■ **Task objective**
Please copy the items below word for word, from the start through the line containing "pixel 306 676", including that line. Leave out the pictures.

■ **Items listed in a dataset**
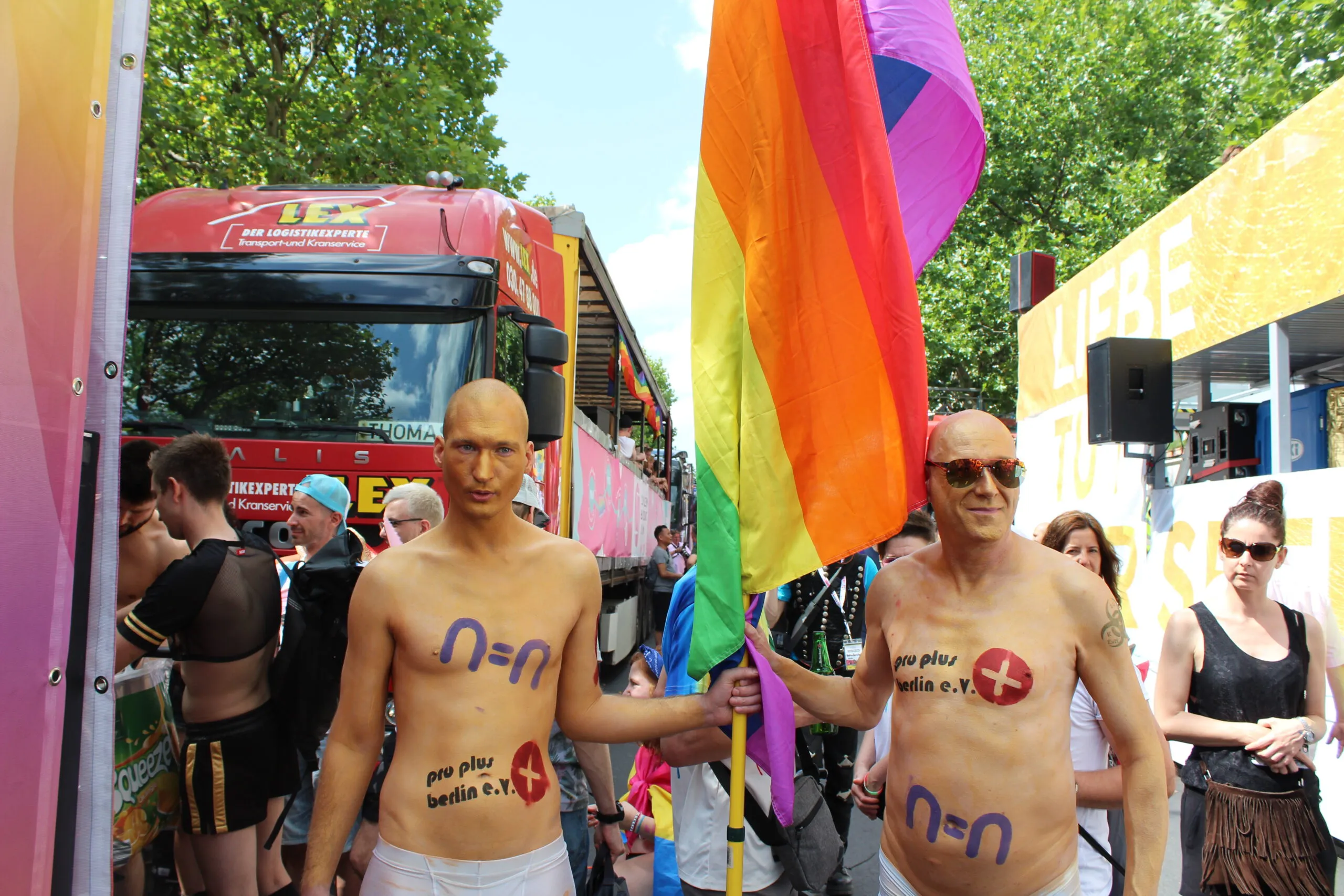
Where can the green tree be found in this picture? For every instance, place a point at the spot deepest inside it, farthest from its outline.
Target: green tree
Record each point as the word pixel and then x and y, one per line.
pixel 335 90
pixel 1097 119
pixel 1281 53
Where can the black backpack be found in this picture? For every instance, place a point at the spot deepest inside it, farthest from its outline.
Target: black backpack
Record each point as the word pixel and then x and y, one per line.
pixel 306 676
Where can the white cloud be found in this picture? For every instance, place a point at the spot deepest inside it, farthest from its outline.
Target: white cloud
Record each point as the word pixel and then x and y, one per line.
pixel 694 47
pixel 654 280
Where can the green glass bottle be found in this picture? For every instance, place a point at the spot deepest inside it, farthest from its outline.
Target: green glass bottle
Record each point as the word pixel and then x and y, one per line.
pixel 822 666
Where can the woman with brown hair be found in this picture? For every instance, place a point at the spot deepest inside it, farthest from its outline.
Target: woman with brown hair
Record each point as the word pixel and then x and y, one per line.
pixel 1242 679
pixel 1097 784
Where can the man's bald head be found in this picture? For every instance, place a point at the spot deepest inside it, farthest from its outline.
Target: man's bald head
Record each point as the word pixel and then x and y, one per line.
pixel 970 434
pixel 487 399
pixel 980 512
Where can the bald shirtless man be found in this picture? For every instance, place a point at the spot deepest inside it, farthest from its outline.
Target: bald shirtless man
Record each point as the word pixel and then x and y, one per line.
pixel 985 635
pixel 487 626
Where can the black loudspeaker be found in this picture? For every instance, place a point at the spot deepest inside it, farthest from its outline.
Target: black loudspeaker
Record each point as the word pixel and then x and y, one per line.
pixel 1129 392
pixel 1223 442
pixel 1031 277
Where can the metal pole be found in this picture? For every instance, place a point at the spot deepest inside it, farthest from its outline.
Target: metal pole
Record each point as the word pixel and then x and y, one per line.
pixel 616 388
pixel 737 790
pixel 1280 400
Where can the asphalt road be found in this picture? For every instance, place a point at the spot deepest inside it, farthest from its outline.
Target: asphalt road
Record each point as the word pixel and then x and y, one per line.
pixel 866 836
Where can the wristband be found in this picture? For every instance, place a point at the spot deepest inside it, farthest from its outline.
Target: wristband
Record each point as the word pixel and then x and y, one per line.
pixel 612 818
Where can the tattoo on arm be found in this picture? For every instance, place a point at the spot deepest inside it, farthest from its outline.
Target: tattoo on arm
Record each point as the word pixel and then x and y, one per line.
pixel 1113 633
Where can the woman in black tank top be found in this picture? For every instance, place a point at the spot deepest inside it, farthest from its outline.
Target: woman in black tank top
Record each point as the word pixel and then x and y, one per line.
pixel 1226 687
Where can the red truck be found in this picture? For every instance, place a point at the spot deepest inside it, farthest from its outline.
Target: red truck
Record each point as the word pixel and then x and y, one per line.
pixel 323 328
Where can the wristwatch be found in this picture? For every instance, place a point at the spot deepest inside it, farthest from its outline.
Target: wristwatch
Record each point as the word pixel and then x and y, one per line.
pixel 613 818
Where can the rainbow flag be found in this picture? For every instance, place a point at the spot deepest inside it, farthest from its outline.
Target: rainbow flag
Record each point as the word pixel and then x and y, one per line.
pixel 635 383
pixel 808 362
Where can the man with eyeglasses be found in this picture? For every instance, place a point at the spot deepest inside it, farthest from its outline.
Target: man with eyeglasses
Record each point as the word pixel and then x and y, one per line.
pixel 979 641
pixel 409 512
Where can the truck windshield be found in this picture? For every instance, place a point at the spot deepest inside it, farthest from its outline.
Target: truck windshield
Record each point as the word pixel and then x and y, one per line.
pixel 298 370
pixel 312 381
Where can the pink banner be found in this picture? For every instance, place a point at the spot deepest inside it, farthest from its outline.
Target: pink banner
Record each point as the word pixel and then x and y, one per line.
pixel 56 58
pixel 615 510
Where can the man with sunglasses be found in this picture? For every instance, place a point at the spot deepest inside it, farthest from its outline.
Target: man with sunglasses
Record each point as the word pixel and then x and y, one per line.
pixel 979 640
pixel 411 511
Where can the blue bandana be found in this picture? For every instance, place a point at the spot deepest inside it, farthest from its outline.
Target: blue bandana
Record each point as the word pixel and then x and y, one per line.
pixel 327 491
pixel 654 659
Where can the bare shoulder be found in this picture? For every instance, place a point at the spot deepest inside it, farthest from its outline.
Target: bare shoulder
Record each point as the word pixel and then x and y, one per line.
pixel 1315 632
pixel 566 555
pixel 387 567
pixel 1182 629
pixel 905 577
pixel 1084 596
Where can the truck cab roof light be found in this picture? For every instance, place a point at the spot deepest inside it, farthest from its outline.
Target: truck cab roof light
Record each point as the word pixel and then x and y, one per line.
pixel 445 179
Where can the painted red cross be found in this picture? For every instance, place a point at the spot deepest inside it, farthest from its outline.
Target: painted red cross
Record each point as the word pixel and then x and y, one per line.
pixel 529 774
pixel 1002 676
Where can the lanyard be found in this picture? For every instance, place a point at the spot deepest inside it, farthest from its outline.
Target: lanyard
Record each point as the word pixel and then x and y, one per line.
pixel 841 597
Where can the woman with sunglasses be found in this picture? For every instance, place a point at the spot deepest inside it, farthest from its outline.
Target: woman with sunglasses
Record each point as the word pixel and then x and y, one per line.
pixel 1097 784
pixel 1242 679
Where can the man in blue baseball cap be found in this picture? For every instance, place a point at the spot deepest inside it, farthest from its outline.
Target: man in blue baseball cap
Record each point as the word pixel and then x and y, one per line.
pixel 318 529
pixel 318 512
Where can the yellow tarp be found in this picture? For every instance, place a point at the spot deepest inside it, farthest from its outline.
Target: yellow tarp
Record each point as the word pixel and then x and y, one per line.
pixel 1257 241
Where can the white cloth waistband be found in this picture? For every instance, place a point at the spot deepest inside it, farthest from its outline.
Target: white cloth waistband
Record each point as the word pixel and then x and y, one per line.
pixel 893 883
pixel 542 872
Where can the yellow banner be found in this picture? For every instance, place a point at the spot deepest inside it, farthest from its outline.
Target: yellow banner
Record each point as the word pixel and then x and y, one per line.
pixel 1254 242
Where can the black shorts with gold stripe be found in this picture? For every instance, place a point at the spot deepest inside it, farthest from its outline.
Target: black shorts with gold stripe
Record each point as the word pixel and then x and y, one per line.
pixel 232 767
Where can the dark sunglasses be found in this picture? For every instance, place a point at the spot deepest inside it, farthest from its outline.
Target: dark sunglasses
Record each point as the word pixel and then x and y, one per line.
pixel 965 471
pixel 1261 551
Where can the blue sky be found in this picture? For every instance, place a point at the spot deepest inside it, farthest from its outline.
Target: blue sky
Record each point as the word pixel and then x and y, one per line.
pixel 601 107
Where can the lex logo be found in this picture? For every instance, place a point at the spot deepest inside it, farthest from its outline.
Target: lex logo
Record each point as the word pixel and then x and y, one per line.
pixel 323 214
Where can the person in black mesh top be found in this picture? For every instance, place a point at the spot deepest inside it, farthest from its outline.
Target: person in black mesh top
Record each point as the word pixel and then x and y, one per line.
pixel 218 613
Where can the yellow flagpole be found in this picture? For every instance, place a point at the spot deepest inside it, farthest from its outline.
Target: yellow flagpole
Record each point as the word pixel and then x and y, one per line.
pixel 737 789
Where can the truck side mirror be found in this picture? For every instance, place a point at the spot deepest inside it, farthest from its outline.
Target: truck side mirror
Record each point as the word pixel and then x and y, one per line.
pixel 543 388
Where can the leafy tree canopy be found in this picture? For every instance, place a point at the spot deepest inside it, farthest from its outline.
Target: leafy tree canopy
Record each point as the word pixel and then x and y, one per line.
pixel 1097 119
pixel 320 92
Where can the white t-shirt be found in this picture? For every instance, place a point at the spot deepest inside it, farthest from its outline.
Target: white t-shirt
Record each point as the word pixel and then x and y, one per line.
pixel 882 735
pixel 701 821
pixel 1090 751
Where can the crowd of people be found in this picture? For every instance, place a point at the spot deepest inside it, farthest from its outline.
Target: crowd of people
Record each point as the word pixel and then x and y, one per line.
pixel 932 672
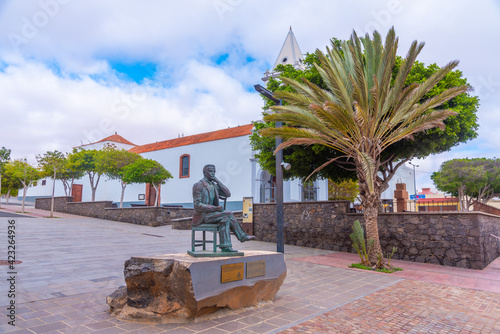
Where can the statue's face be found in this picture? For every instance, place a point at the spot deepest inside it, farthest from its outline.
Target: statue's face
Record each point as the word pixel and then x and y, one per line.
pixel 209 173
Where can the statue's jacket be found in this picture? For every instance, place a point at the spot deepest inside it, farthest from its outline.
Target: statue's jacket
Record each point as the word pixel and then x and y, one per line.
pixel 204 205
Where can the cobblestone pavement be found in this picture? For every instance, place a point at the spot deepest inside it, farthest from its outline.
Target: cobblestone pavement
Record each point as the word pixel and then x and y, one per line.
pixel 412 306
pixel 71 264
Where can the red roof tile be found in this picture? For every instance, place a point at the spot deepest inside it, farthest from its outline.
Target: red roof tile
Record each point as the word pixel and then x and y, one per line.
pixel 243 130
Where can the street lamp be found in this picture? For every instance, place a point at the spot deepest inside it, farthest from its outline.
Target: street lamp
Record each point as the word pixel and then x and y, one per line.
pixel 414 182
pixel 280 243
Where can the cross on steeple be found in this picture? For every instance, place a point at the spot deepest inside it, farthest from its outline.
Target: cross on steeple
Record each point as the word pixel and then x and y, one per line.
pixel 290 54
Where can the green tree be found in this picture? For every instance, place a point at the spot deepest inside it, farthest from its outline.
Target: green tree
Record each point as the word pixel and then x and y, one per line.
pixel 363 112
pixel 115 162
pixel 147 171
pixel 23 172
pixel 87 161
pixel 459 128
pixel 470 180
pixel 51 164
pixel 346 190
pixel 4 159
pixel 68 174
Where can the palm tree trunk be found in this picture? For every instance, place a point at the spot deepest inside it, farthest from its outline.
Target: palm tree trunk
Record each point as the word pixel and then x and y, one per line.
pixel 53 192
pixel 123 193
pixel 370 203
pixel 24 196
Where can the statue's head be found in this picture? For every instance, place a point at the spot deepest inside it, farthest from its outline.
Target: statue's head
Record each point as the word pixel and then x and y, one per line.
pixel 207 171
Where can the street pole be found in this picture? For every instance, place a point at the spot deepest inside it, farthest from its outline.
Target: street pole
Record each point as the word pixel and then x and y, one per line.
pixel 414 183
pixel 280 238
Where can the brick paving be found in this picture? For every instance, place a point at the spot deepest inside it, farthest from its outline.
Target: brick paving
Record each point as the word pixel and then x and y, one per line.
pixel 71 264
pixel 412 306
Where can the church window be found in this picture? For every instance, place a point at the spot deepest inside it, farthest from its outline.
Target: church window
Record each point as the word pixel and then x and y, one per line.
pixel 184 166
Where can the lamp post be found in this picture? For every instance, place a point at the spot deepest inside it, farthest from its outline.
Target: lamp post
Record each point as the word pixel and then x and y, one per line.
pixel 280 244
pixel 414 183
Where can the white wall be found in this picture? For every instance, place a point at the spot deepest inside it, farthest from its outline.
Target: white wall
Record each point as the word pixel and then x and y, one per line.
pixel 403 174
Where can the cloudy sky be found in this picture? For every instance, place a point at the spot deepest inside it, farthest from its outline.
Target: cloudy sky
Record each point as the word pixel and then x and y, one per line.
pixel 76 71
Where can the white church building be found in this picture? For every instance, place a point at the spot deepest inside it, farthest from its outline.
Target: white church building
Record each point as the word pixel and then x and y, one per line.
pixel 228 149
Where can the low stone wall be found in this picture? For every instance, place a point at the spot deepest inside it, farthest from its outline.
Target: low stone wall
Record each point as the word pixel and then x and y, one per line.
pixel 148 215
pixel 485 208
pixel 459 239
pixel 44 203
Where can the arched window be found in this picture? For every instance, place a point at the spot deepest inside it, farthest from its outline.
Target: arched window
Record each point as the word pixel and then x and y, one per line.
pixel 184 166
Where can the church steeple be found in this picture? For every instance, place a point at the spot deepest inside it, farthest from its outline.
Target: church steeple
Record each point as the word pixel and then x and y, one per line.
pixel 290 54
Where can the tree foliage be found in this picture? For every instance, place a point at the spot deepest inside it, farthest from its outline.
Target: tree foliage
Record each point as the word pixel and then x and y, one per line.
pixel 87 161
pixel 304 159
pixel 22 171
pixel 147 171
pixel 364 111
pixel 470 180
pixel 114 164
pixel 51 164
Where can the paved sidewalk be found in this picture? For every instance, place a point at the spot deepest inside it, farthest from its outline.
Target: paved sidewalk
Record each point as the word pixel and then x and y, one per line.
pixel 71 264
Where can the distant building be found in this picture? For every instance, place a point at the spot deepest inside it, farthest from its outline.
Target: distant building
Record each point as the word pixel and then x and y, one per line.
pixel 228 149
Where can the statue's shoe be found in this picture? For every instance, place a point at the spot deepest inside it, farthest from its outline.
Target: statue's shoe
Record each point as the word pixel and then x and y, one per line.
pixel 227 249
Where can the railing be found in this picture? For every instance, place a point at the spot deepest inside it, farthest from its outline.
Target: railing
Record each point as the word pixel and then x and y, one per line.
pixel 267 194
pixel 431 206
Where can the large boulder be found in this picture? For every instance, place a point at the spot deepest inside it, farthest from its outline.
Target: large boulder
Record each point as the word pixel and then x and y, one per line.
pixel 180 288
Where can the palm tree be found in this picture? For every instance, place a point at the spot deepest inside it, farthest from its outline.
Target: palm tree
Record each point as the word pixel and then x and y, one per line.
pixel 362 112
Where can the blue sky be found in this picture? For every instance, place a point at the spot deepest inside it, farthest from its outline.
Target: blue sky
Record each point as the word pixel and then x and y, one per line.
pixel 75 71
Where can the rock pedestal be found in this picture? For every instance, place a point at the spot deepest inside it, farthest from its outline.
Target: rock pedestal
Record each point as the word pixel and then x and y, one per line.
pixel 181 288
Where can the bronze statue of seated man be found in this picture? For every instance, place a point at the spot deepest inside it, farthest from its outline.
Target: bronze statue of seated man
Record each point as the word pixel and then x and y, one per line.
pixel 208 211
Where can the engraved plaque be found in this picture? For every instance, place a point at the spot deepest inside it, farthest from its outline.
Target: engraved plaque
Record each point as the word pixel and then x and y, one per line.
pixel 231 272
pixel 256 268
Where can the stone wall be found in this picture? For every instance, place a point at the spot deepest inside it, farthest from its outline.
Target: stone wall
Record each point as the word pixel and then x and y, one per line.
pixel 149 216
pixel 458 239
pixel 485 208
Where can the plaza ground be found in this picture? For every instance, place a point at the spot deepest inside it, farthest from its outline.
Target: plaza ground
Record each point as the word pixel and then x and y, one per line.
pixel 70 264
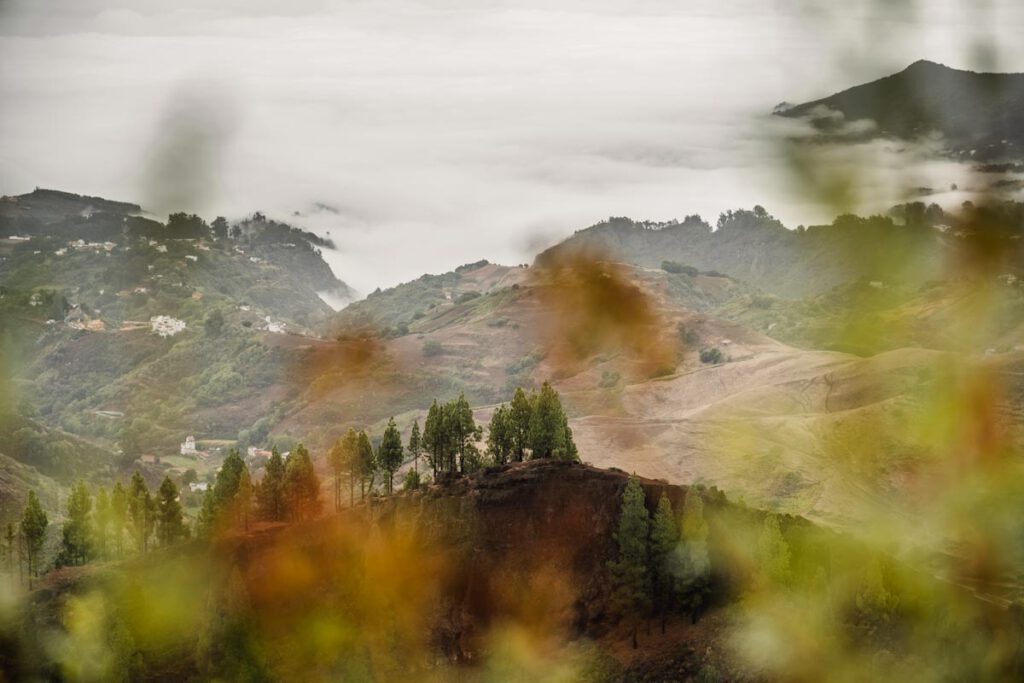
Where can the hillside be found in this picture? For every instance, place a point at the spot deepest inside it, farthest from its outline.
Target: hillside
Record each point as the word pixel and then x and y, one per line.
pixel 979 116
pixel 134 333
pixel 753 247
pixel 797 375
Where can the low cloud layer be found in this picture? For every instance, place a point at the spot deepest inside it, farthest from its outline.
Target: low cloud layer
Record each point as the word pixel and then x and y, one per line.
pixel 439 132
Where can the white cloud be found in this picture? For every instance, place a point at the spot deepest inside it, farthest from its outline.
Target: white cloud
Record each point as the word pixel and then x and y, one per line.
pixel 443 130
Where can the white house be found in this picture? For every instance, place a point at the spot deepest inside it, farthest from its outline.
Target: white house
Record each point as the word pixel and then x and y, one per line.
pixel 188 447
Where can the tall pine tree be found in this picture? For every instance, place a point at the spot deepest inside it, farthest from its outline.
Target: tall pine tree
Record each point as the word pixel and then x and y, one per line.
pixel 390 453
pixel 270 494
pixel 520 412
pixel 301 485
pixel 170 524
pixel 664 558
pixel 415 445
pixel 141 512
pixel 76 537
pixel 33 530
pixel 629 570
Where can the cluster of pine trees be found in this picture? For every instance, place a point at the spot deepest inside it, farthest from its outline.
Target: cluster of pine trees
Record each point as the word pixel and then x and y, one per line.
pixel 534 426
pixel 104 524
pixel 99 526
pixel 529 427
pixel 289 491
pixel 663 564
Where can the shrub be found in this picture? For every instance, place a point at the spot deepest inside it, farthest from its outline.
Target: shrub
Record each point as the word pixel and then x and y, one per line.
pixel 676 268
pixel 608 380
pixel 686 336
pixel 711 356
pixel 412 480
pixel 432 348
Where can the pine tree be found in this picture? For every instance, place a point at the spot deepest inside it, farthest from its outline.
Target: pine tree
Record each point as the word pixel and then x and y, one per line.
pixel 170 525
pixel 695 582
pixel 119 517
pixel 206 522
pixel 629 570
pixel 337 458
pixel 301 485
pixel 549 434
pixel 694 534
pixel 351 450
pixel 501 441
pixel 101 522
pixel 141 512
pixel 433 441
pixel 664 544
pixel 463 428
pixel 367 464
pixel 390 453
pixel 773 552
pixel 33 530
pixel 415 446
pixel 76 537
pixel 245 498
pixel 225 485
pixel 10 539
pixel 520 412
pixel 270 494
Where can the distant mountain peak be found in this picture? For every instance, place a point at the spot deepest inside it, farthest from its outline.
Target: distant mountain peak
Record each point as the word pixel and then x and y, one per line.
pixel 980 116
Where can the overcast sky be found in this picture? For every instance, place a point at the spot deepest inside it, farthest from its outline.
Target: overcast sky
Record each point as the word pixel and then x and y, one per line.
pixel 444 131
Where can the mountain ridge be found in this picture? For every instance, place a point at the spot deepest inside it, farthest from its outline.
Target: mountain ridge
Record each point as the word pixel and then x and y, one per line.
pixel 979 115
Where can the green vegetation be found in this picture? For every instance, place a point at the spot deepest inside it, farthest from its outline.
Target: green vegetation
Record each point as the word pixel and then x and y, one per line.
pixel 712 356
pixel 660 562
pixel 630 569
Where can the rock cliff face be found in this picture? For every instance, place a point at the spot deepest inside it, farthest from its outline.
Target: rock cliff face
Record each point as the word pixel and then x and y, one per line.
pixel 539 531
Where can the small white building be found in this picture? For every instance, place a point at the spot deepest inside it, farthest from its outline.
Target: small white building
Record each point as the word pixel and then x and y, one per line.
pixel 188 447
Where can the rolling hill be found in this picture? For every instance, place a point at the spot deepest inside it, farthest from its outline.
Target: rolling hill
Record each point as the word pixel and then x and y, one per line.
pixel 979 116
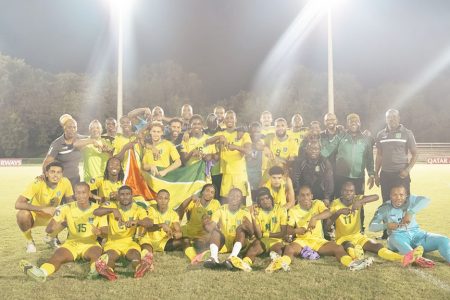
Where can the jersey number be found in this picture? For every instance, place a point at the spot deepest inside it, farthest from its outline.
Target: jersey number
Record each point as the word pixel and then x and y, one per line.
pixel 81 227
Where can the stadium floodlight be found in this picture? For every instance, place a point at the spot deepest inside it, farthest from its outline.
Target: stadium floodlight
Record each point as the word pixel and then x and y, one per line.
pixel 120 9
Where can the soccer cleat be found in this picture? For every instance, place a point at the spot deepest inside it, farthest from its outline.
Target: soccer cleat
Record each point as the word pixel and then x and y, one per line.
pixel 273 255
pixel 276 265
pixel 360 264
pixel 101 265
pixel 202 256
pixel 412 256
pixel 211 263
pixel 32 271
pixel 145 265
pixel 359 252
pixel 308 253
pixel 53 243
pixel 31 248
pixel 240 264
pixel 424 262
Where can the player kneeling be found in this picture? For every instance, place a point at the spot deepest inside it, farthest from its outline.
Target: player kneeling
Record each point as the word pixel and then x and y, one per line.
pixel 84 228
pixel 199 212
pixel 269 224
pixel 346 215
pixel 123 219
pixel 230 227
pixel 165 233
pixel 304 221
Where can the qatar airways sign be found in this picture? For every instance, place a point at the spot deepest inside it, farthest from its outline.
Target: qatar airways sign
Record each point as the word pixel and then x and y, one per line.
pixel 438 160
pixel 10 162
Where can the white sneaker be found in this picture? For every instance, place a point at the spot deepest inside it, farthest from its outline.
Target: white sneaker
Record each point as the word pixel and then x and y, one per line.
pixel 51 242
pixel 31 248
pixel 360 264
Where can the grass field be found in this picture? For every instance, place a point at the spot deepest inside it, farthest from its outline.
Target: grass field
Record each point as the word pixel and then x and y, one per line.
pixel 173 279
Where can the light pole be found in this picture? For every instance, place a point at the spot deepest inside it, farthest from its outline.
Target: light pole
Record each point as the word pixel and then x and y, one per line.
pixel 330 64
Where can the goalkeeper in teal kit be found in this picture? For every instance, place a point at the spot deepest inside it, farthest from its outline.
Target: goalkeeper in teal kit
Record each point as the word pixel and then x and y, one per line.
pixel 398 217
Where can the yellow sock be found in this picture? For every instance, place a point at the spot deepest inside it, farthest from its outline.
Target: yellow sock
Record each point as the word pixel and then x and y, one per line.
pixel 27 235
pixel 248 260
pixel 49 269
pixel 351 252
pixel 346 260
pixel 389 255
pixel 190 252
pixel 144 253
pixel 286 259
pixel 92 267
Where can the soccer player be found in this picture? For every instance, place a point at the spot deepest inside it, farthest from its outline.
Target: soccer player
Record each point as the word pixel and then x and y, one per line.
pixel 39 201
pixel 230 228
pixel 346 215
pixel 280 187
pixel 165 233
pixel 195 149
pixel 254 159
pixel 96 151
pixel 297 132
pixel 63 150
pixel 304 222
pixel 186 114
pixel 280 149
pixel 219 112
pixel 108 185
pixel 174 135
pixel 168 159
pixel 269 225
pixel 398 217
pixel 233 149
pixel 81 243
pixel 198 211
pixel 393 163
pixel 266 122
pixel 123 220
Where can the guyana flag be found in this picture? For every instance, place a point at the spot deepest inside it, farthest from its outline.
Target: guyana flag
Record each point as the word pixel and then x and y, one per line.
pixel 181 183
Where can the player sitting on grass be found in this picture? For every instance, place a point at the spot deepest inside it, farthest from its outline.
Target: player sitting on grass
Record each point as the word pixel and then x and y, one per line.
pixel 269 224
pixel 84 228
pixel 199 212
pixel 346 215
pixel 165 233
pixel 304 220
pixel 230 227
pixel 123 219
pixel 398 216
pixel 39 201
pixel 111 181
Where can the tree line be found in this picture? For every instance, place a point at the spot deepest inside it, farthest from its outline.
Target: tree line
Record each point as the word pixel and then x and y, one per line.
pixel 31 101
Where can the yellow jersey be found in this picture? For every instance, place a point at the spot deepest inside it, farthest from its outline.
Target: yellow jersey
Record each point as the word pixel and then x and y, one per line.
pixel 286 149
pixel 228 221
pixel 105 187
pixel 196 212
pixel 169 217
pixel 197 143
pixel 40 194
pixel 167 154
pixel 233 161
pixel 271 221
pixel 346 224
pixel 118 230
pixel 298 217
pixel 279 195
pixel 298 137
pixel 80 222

■ **Result for this exercise**
Where can the green tree be found in this picture? For every instance, place a point at the spot deepest inside it, farthest from its outline.
Target: green tree
Record each point as the word pixel and then x and y, one per line.
pixel 335 90
pixel 1097 119
pixel 1281 53
Where can the black backpack be found in this picture? For every instance, place a point at the spot deepest inside it, farthest from its outline.
Target: black backpack
Record each point as the word pixel and then x and y, one per line.
pixel 306 676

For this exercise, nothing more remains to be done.